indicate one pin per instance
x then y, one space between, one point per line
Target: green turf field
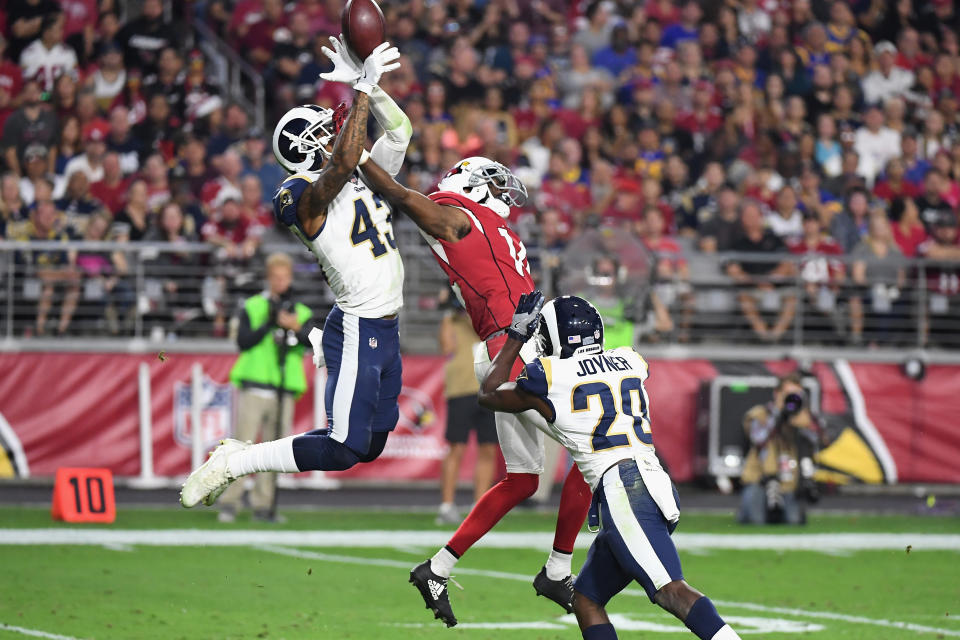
--
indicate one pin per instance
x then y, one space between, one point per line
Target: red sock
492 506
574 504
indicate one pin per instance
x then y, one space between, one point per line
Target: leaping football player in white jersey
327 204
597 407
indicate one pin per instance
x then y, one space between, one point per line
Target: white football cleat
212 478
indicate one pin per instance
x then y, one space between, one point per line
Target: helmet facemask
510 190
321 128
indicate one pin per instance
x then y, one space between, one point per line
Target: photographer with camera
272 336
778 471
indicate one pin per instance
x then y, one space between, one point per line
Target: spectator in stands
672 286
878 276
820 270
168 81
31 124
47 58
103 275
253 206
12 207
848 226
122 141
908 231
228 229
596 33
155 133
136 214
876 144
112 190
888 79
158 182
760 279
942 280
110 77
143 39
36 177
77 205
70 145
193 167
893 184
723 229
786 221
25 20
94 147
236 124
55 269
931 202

** The exercise **
Show each line of the records above that contains the word "Target", copying every such line in full.

** Result for this task **
Target: green turf field
Target: red sock
Target: leaping football player in white jersey
Target: white football cleat
Target: helmet facemask
Target: photographer with camera
Target: spectator in stands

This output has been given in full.